GOAL OF THE EXERCISE:
Only a number is wanted here: the count of lines in the data below where the string "Target" occurs.

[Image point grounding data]
>>>

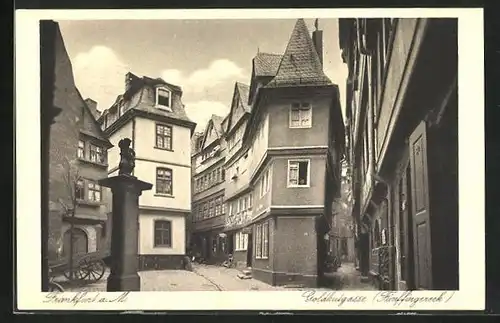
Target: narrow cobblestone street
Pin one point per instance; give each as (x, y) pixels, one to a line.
(350, 279)
(217, 278)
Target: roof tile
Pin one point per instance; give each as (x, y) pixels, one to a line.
(266, 64)
(300, 64)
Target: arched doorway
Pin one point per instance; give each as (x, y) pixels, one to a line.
(80, 242)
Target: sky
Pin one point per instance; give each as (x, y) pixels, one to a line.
(204, 57)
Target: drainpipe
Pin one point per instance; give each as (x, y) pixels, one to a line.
(361, 39)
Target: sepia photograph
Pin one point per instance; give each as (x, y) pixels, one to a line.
(310, 155)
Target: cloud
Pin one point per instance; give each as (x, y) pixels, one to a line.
(100, 74)
(339, 77)
(201, 111)
(219, 71)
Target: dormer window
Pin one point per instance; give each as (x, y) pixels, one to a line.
(300, 115)
(163, 98)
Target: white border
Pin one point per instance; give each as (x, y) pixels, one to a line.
(471, 155)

<<<

SOLUTION FOR THIS TASK:
9